*Problem to work on*:
Copy each entry as written.

*Given entries*:
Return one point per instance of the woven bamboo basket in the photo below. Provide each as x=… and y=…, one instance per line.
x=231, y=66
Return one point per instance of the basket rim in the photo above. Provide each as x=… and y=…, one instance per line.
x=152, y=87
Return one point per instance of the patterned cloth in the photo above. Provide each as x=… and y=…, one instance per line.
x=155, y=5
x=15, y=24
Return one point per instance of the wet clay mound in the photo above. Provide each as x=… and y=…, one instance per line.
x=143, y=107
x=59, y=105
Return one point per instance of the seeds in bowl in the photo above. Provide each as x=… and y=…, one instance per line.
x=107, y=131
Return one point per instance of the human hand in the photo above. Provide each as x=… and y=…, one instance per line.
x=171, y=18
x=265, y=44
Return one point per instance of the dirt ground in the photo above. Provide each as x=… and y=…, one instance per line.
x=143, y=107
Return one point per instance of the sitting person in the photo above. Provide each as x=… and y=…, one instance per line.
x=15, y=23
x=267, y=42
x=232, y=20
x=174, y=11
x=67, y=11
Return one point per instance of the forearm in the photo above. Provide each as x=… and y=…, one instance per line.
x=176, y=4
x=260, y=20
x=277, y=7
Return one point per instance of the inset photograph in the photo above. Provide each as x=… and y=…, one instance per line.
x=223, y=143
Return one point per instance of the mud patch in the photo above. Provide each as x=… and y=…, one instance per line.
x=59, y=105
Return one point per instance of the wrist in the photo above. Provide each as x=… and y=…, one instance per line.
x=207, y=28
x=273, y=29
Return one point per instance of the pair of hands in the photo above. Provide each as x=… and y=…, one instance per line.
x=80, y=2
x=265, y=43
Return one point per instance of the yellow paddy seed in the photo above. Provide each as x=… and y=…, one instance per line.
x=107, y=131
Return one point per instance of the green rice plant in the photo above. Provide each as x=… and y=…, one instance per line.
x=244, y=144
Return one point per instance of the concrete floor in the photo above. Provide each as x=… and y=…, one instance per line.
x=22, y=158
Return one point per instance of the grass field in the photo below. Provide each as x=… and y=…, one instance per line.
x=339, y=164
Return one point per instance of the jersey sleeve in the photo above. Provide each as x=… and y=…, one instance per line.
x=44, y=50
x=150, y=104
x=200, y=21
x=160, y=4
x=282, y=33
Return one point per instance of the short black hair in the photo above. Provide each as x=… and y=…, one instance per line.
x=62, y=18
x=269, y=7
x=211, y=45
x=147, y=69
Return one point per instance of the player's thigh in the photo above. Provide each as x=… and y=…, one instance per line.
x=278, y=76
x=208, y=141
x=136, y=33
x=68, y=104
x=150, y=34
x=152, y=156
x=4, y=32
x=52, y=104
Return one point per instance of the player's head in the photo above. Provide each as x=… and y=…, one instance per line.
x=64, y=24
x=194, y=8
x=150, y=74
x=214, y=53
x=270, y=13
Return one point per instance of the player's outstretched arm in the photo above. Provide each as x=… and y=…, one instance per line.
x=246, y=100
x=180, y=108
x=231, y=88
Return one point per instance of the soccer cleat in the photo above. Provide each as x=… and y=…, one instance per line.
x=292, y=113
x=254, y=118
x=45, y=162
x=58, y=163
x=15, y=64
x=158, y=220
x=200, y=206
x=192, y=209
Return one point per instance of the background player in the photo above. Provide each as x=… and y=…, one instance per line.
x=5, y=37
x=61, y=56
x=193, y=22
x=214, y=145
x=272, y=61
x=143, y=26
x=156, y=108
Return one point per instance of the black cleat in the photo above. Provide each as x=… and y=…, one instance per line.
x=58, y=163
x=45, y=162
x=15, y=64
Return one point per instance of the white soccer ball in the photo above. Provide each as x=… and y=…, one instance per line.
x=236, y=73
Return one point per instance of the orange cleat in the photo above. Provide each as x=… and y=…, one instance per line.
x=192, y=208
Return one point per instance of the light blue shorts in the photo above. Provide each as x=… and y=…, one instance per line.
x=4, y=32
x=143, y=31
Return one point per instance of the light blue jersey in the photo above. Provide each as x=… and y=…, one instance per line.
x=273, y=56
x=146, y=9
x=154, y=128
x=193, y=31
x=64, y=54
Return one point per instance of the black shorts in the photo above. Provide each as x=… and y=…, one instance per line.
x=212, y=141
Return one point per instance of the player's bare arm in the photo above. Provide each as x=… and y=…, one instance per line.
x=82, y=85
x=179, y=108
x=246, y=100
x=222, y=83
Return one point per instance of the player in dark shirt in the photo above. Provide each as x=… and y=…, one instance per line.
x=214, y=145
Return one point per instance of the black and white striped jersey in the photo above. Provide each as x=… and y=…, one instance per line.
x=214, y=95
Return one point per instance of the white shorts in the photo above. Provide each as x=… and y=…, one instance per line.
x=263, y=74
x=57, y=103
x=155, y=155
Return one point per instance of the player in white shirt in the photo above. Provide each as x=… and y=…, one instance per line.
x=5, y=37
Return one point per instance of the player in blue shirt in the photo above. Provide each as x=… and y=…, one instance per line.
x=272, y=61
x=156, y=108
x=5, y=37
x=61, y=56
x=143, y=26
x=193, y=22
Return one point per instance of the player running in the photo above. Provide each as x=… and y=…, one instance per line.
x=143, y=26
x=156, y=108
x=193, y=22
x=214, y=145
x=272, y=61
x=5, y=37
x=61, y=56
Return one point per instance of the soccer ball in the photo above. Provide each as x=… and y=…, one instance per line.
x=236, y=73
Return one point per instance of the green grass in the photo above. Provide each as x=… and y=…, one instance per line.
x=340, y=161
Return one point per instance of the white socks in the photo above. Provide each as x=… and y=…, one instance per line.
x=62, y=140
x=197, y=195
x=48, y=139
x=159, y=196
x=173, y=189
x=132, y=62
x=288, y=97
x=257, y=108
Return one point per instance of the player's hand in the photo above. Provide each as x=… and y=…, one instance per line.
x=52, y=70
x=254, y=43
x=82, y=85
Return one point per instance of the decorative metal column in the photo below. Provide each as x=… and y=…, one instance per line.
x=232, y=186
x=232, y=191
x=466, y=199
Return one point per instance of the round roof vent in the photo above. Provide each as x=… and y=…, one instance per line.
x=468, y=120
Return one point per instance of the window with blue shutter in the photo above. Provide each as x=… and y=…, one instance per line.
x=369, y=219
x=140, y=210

*Answer to the problem*:
Return one point per instance of the woven bamboo basket in the photo below. Provide each as x=… and y=…, one instance per line.
x=231, y=66
Return one point per instance of the basket rim in the photo above. Provide each as x=… and y=…, one instance per line.
x=152, y=87
Return one point per instance of the patterned cloth in the photo above. Provide each as x=… and y=…, one instance per line.
x=155, y=5
x=15, y=24
Return one point per instance of the wet clay mound in the photo above. Provide each as x=… and y=…, one instance per line.
x=143, y=107
x=59, y=105
Return one point per instance of the seeds in bowl in the photo above. Provide each as x=… and y=…, one instance per line.
x=107, y=131
Return one point per instance of the human hand in the photo above. Provide each as x=… and y=…, one instance per line.
x=171, y=18
x=265, y=44
Return one point per instance of the dirt ground in the photo above. Provide each as x=… and y=…, one instance per line.
x=143, y=107
Return one point per instance of the sitting person in the photo above. Provide each as x=… and y=…, one instance per line.
x=15, y=23
x=267, y=42
x=232, y=20
x=174, y=11
x=67, y=11
Return one point per instance of the forearm in the photo above. Provide each as x=… and y=…, one instance per line.
x=176, y=4
x=260, y=20
x=277, y=7
Return one point per instance of the inset photograph in the photo above. Provide each as x=… and y=…, one instance per line.
x=223, y=143
Return one point per instance of the mud patch in the photo above. Provide each as x=… and y=…, one instance per line.
x=59, y=105
Return one point per instance of the wrist in the photo above. Provide each as x=… and y=…, one instance per line.
x=207, y=28
x=273, y=29
Return one point per instance of the pair of hands in the photo above. Provide each as x=… and y=…, one instance per line.
x=80, y=2
x=265, y=43
Return one point per instance of the yellow paddy seed in the photo above. Provide each as x=… and y=…, one instance per line.
x=107, y=131
Return one point per instance of the green rice plant in the photo above. Provide each as x=… and y=…, one instance per line.
x=244, y=144
Return one point per instance of the concrete floor in the photo above. Provide each as x=… and y=…, one instance per line.
x=22, y=158
Return one point per instance of the grass field in the photo below. Provide each as x=… and y=…, one instance per line.
x=339, y=164
Return one point per instance of the jersey sleeve in the photo above. Provide each as x=… and y=…, one instance per line.
x=44, y=50
x=150, y=104
x=200, y=21
x=160, y=4
x=282, y=33
Return one point per instance of the short black hair in the photo above. Provide each as x=… and y=…, one instance per line.
x=62, y=18
x=269, y=7
x=211, y=45
x=147, y=69
Return one point per instance of the player's thigh in the photo above. Provide each as x=… and y=…, one instance per line.
x=278, y=76
x=208, y=141
x=136, y=33
x=68, y=104
x=150, y=34
x=152, y=156
x=4, y=32
x=52, y=104
Return one point per instance of the player's head in the photo above. Provide each as x=… and y=…, one instance per line.
x=64, y=24
x=194, y=8
x=150, y=74
x=214, y=53
x=270, y=13
Return one point per instance of the player's outstretched arm in the photo above. Provide each as x=… and y=…, one instance per line.
x=246, y=100
x=180, y=108
x=231, y=88
Return one point per instance of the soccer cleat in the photo above. Provide each as x=… and y=…, one instance per line.
x=292, y=113
x=254, y=118
x=45, y=162
x=58, y=163
x=15, y=64
x=158, y=220
x=200, y=206
x=192, y=209
Return one point per instance of the background player in the photo above. Provide each as x=… and y=…, one instance per line.
x=5, y=37
x=61, y=56
x=193, y=22
x=214, y=145
x=272, y=61
x=143, y=26
x=156, y=108
Return one point per instance of the black cleat in the photo above. Provide each as x=… and y=…, one instance per line.
x=58, y=163
x=45, y=162
x=15, y=64
Return one point per instance of the white soccer ball in the photo above. Provide each as x=… and y=…, one instance per line.
x=236, y=73
Return one point per instance of the orange cleat in the photo above. Provide each as x=… and y=…, one instance per line.
x=192, y=208
Return one point per instance of the light blue shorts in the photo above. Provide each as x=… and y=…, one instance per line.
x=4, y=32
x=143, y=31
Return one point per instance of the light blue jersey in the photo above. Provide each as x=… and y=…, one instance per line.
x=273, y=56
x=146, y=9
x=154, y=128
x=193, y=31
x=64, y=54
Return one point per instance of the black shorts in the photo above. Provide each as x=… and y=…, one instance per line.
x=212, y=141
Return one point per instance of the player's bare arm in the photo above. Provide each as x=… and y=…, one instance per line.
x=82, y=85
x=179, y=108
x=246, y=100
x=222, y=83
Return one point per instance of the player in dark shirt in the photo above. Provide each as x=… and y=…, one instance per line.
x=214, y=145
Return one point per instance of the black and white striped jersey in the photo above. Provide each as x=… and y=…, one instance per line.
x=214, y=95
Return one point per instance of the white shorts in the photo above. Provide each as x=… and y=…, one instance per line.
x=263, y=74
x=57, y=103
x=155, y=155
Return one point per instance of the player in white shirt in the photo above. Provide each as x=… and y=…, one instance per line.
x=5, y=37
Return one point per instance of the player in blue shirt in the photo above. Provide each as x=… and y=…, one instance per line.
x=272, y=61
x=156, y=108
x=5, y=37
x=61, y=56
x=143, y=26
x=193, y=22
Return one point per instance of the player running in the photo above. Provide each as x=… and y=…, one instance per line.
x=143, y=26
x=156, y=108
x=193, y=22
x=214, y=145
x=272, y=61
x=5, y=37
x=61, y=56
Return one point per instance of the soccer ball in the photo above. Provide each as x=… and y=…, one instance per line.
x=236, y=73
Return one point per instance of the green grass in the photo above. Provide each as x=… and y=…, one instance per line.
x=340, y=161
Return one point per instance of the white socks in the photo above. Provide each as x=… and y=…, one instance per line.
x=62, y=140
x=197, y=195
x=48, y=139
x=159, y=196
x=173, y=189
x=132, y=62
x=288, y=97
x=257, y=108
Return one point per instance of the player's hand in the photo above. Provide each as x=… and y=…, one instance per line.
x=52, y=70
x=254, y=43
x=82, y=85
Return one point per instance of the decorative metal column in the photo below. Provide each as x=… and y=…, one instance per line.
x=232, y=186
x=232, y=191
x=466, y=199
Return one point per instance of the round roof vent in the photo above. Provide each as x=… and y=…, one instance per line.
x=468, y=120
Return one point per instance of the window with blue shutter in the photo above. Provide each as x=… and y=…, one instance per line.
x=369, y=219
x=140, y=210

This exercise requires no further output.